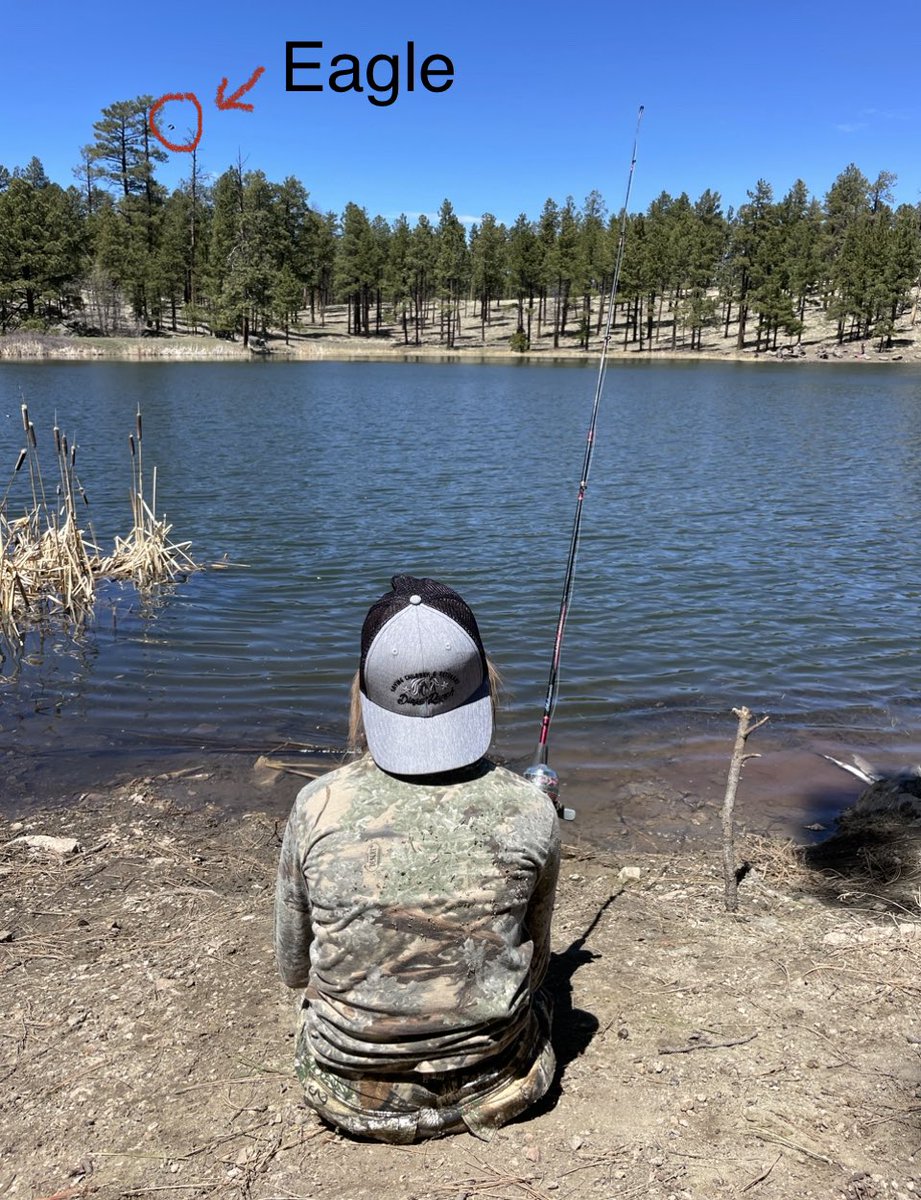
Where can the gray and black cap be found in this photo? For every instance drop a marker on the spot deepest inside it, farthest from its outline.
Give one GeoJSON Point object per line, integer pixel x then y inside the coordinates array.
{"type": "Point", "coordinates": [423, 679]}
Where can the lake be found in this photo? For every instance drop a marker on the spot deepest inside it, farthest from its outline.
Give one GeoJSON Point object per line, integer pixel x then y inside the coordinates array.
{"type": "Point", "coordinates": [750, 537]}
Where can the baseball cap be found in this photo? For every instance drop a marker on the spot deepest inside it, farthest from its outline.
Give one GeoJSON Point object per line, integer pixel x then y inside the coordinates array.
{"type": "Point", "coordinates": [423, 681]}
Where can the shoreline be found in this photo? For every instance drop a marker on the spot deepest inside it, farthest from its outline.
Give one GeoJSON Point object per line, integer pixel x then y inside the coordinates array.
{"type": "Point", "coordinates": [332, 342]}
{"type": "Point", "coordinates": [146, 1042]}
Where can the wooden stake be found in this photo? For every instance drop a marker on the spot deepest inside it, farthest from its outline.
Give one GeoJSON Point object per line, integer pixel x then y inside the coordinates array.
{"type": "Point", "coordinates": [735, 769]}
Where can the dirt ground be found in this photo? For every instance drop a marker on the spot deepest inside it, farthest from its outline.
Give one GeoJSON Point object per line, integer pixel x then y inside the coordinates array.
{"type": "Point", "coordinates": [330, 339]}
{"type": "Point", "coordinates": [146, 1042]}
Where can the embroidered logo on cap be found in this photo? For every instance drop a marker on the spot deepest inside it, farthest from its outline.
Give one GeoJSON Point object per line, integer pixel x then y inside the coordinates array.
{"type": "Point", "coordinates": [425, 688]}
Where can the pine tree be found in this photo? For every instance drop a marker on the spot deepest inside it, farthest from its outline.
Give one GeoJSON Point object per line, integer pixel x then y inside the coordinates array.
{"type": "Point", "coordinates": [451, 270]}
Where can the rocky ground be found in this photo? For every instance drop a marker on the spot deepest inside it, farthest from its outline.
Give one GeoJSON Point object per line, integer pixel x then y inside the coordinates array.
{"type": "Point", "coordinates": [145, 1041]}
{"type": "Point", "coordinates": [330, 339]}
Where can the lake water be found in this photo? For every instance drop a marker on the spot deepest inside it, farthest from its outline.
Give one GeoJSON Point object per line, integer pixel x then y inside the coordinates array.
{"type": "Point", "coordinates": [750, 537]}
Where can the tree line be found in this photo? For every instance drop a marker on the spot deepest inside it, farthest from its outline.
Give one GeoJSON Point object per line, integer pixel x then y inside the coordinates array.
{"type": "Point", "coordinates": [240, 256]}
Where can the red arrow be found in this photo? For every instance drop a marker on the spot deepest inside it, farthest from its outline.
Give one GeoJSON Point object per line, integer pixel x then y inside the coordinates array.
{"type": "Point", "coordinates": [234, 101]}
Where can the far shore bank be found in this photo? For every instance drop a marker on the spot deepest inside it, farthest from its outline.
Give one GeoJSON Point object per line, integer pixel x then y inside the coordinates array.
{"type": "Point", "coordinates": [203, 349]}
{"type": "Point", "coordinates": [475, 342]}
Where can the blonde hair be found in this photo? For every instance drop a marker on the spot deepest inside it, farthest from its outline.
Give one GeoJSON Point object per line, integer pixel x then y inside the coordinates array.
{"type": "Point", "coordinates": [357, 743]}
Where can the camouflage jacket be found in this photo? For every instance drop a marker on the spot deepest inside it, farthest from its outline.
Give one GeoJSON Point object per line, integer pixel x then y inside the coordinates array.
{"type": "Point", "coordinates": [416, 915]}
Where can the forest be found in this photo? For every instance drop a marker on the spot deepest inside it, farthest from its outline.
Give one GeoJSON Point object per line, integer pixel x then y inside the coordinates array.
{"type": "Point", "coordinates": [245, 257]}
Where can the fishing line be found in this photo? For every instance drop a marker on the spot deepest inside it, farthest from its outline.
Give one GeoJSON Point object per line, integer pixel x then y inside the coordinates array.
{"type": "Point", "coordinates": [540, 773]}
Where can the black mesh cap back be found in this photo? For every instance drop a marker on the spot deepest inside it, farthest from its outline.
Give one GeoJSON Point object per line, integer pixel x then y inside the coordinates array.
{"type": "Point", "coordinates": [434, 594]}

- **BRIEF**: Repeat every record above exactly, but leave out any pictures.

- **SOLUTION BELOW**:
Where can the gray and black cap be found in this photo? For every instance drop a marker on the spot deepest inside it, farthest from its outline.
Give one GeoJSON Point object per line, integer pixel x then y inside the coordinates array.
{"type": "Point", "coordinates": [423, 679]}
Where can the lake be found in this photo? For every instance drop a marker on the spot deepest inside it, farthest from its outline.
Give one GeoJSON Point object per line, integer pixel x then y inside the coordinates array.
{"type": "Point", "coordinates": [750, 537]}
Where can the baseball cap be found in this photo? For every instance drop a marker on the spot deepest inside it, farthest from its outline.
Give one GeoJSON Point object per line, integer pixel x then y inside the coordinates array.
{"type": "Point", "coordinates": [423, 681]}
Where can the shoreline be found in this photo? For every instance drop a marker on the spot deepest inside it, farthest from its outline.
Give one GeoJSON Point object per line, integer pixel x then y inside the coordinates array.
{"type": "Point", "coordinates": [332, 342]}
{"type": "Point", "coordinates": [146, 1042]}
Where can the wooden stake be found in this photo? For every instance drop a marker on the spot deepest inside it, farthest from its outline.
Give one GeoJSON Point object per line, integer pixel x then y inside the coordinates array.
{"type": "Point", "coordinates": [735, 769]}
Where can the dirt ground be found in this photo? For every instance drop a marker on the spot deepest inside it, farthest from its outline.
Give one GeoJSON Point object per line, integer pixel x then y inside the coordinates array.
{"type": "Point", "coordinates": [330, 339]}
{"type": "Point", "coordinates": [146, 1042]}
Where can the embroidered logo on cap be found in this photo? For every instance drop a marker on the spot deepest inside it, farthest from its outline.
Give one GeoJSON Point object per line, integer pixel x then y inside the coordinates array.
{"type": "Point", "coordinates": [425, 688]}
Where can the pine tree be found in this photo? For every instance drop a marker on the spot deepest inside it, farthest from its outline.
Give one GeoJSON Point object per line, integer pixel x then y inside the coordinates array.
{"type": "Point", "coordinates": [451, 270]}
Where can the rocky ground be found in this photo? For every instance drop a marker on the spot deepest inside it, farthest from its outline.
Give one GeoJSON Point object per line, integer pixel x then y inside the coordinates array.
{"type": "Point", "coordinates": [145, 1041]}
{"type": "Point", "coordinates": [330, 339]}
Where can the lake water be found in this photo? For every instance drop a marker on the spot deepest inside it, farthest from its outline.
Give one GeoJSON Point object per line, integer pixel x then y inside the coordinates array.
{"type": "Point", "coordinates": [750, 537]}
Where can the tree line be found in this photo? For every instance drop a marker on the spot deepest inside it, farthest from its outline.
Give one GeoJSON Point object per line, integer pixel x then y inside the coordinates array.
{"type": "Point", "coordinates": [240, 256]}
Where can the red arrow be found in this photo? For every instance drop a marker on the spot deepest inside it, farthest from its outline.
Give one GeoJSON Point object per line, integer pixel x then y inside the coordinates array.
{"type": "Point", "coordinates": [234, 101]}
Where can the far shore bank be found in this photo? For every instance drop a marker on the spot deepest inside it, farthest from its outline.
Give one GeoJSON Point object per line, integer pixel x then y inside the coordinates array.
{"type": "Point", "coordinates": [203, 349]}
{"type": "Point", "coordinates": [475, 342]}
Where can the blonde hair be found in this photo? For every instance drop a marker on the spot deepest inside it, farthest from its outline.
Give one GeoJSON Point object per line, integer pixel x then y inside the coordinates array.
{"type": "Point", "coordinates": [357, 743]}
Where can the camouflage jacket be found in this photo? For every instance drop a marker on the spot deepest inside it, farthest from its outline.
Give one GeoJSON Point object per line, integer pixel x then y inside the coordinates array.
{"type": "Point", "coordinates": [416, 915]}
Where can the forest be found in this photo? For every instance drop a marker on the spot deepest inside it, farthest from its outline.
Give one GeoJSON Point object per line, integer pixel x then y inside the coordinates array.
{"type": "Point", "coordinates": [245, 257]}
Where can the fishing line be found in this photo? For every instance drop a marker on the spot deepest inside it, farthest from its outline.
Give one GeoJSON Point object per line, integer pixel x then y inside the coordinates array.
{"type": "Point", "coordinates": [540, 773]}
Where can the black mesh cap back be found in this photo? For every instance drop a marker on the spot deepest inside it, farthest from its outline.
Give one GeoJSON Point object per line, integer pixel x then y inside the coordinates array.
{"type": "Point", "coordinates": [434, 594]}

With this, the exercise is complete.